» Task objective
Reproduce the data below word for word, leaving out the pictures.

=== Data provided ===

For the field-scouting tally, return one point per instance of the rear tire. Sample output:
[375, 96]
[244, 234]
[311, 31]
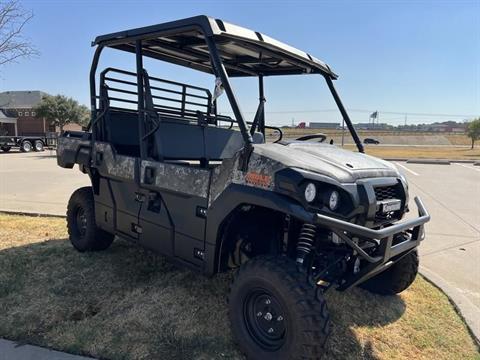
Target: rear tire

===

» Result for this task
For the field-scouting tally, return one point per instance of the rear tire. Sample output:
[375, 96]
[244, 234]
[311, 31]
Target: rear tire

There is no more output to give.